▶ [Exercise aim] Without including any images, reproduce each entry exactly.

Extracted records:
%%

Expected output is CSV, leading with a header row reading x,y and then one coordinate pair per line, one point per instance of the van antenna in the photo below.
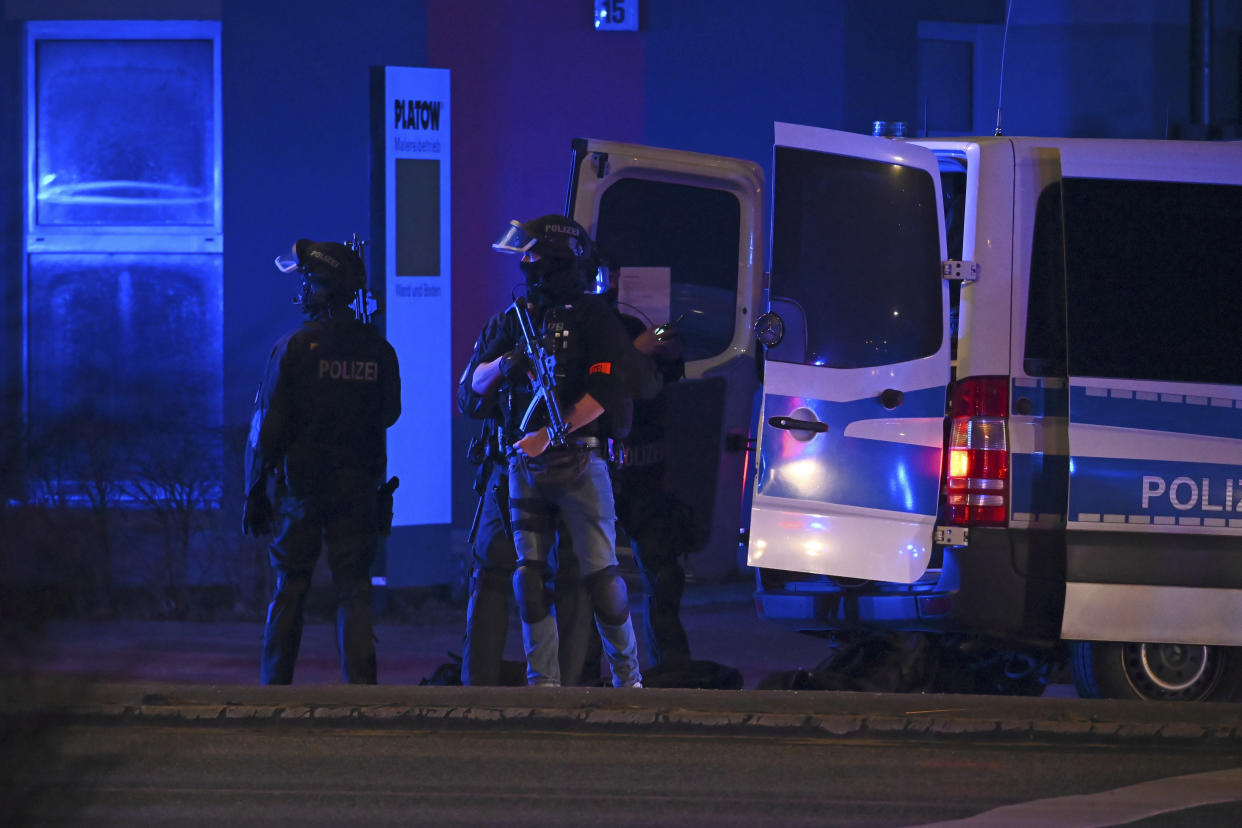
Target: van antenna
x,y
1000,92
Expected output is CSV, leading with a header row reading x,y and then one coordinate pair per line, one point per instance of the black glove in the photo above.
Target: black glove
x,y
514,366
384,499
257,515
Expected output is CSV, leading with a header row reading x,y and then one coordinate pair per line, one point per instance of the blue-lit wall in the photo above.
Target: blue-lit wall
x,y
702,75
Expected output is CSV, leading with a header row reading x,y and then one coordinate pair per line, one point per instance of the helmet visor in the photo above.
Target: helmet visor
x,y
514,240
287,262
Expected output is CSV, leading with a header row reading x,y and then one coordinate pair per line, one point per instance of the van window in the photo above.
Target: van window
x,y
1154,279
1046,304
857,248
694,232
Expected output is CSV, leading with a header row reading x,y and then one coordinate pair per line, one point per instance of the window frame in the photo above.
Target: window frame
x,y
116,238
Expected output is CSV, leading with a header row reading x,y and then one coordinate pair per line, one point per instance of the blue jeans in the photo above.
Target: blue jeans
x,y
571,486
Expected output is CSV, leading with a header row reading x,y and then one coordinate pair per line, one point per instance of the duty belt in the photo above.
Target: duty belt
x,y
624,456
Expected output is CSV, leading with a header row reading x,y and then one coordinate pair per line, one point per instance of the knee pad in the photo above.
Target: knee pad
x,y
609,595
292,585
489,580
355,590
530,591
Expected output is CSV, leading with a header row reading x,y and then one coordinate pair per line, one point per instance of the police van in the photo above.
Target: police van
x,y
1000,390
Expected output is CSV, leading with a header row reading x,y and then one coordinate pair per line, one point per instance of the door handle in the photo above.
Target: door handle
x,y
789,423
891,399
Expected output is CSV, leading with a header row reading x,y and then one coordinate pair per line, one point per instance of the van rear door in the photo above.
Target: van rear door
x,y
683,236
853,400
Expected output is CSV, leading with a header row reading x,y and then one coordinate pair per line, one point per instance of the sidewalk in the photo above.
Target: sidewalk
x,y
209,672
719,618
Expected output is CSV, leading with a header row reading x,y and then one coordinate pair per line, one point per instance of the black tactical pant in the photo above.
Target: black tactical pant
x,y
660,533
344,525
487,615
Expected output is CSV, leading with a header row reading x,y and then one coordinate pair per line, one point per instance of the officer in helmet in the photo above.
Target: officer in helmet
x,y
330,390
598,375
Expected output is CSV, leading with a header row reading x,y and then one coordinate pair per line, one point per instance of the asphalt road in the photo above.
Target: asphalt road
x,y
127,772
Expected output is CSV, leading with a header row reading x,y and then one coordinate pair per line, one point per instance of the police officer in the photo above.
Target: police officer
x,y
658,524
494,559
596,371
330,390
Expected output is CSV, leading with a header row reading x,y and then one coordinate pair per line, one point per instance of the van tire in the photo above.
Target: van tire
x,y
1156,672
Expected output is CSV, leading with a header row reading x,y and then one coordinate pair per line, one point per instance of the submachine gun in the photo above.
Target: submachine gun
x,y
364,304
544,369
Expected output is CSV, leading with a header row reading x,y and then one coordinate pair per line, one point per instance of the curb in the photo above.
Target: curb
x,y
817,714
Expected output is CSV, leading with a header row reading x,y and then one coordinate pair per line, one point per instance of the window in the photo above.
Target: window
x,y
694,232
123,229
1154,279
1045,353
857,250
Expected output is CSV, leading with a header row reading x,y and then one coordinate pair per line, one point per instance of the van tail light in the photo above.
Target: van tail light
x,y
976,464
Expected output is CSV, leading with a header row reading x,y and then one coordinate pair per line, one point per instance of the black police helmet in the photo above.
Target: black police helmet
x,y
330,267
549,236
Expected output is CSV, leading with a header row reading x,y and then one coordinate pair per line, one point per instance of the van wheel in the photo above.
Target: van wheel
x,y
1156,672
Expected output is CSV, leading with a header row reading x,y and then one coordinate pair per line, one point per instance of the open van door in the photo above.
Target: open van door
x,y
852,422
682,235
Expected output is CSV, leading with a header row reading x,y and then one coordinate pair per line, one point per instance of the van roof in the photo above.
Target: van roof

%%

▶ [Output for this exercise]
Expected output is CSV, leading with a header row reading x,y and then one coordinate pair per line, one point per instance of the van antenna in the photo below.
Target: van antenna
x,y
1000,92
Expected output is CSV, leading with a header row reading x,y and then one coordinate pair per line, one point per instance of the black glove in the photo above.
Target: black glove
x,y
514,366
384,499
257,515
Expected output is CSV, leading with a header row reading x,y and then one coordinate pair per line, one point per instance of the blue-lit wall in the photo above.
Target: blue-lit wall
x,y
702,75
Expected output is CSV, leading with a header row reading x,y and then one coordinate pair per line, one point per instance of the helmet visor in the photo above.
Target: helmet visor
x,y
514,240
287,262
Expected output is CSV, leading with a header row reading x,y and then one coordinate pair per line, one point per instance of the van window in the photo above.
Target: van window
x,y
1154,279
1046,304
857,248
694,232
Expected output is CSV, leading with a header row reading x,y and then one coordinate pair per line, one point per instance of the window frame in the photo above.
Target: window frame
x,y
116,238
Expected output is CSV, leading with a header row reading x,y and then one coordinate pair per line, one point per instance of the blue jeans in the photo above.
Target: blue jeans
x,y
571,486
Expected output is CSV, leading with a header row reading x,y and then one coordinate pair per line, one point per instance of the duty belt in the photo above.
Target: duty belt
x,y
624,456
Expected output is CSV, leading with a header row reading x,y and then one coordinate pair per line, one point per instance of the knee pad in the photo above.
Target: knee pad
x,y
609,595
292,585
489,580
355,590
530,591
Expected output is CSV, leading with a header row reading x,y and then one coordinate pair per line, one point per instance of the police van in the photo above.
Target: police van
x,y
1000,390
Expected output is CSV, leading with a header row reading x,y and then one coordinate pair per line, one point per instance of the door handle in the photo above.
Target: door handle
x,y
789,423
891,399
Expected output is CSV, leading with a header row reading x,y and then one coordinate pair per line, one point per instance of the van rear door in the photo above.
Target: van rear door
x,y
683,236
853,400
Expected output is CSV, leading with a header row reading x,y and then one coordinate pair per line, one point per instance of the sidewalk in the photo above.
Target: sidewalk
x,y
209,672
719,618
Expected output is CSV, leading with a header row reading x,y and then one coordinate pair per line, one point per instance of the black tactical pant in the photo above.
Target: black tactical pant
x,y
660,533
344,525
487,615
Expected output is CSV, leading with a header row reading x,y and then one coordinate pair per line, one point per instance of the officer in helmet in the photo above.
Target: officer in helmet
x,y
330,390
598,375
Expected output is CSV, leading with a header row reading x,y and then one coordinate pair per line, one point per instance of the asphalt road in the photo above.
Target: asphalt road
x,y
127,772
Expected output is CSV, leading with a header row reading x,y and then one coordinate pair per line, one point per instance of the police officer in the photo above.
Target: police officer
x,y
658,524
494,559
596,371
330,390
Expected output is CSV, leading with a header row reading x,y and then one coordinate pair per line, one point per instance of the van tire in the photo above.
Target: van tire
x,y
1156,672
Expected output is CSV, leading with a header row reading x,y and then one coordinate pair per line, one point per instance of the submachine gun in the photo above.
Target: submachine gun
x,y
364,304
544,369
Expected output is CSV, leading with a header row reading x,y and then one coordinate pair per line, one point per instance of the curb in the photo above.
Target: curb
x,y
817,714
Expected output is CSV, leading with a header row reading x,y and then one coordinate pair per line, one point per instance of the window in the photo above.
Target: window
x,y
694,232
123,229
1154,279
1045,353
857,250
Expected output is CSV, leading with a header row reading x,y and then one coordinate pair per line, one point per instance of the van tail light in the photo above.
Target: van tail light
x,y
976,464
Expected output is CSV, leading with a header row reading x,y and then one coordinate pair per line, one point per instance of the black police helmet in the photo above.
Target: black police helmet
x,y
330,267
549,236
Expected output is CSV, leading with a header row reading x,y and then one coordinate pair per line, one point per instance of the van wheel in the photo above.
Target: van wheel
x,y
1156,672
Expected output is CSV, leading with a header row reading x,y and then one coordinate pair per line, one point per instance of the open van door in the photo above.
Target: open van door
x,y
852,422
682,235
Expected output is CSV, leading with a header row reading x,y and then one coordinate pair per line, one point per instance of the van roof in the photo above.
Target: van roof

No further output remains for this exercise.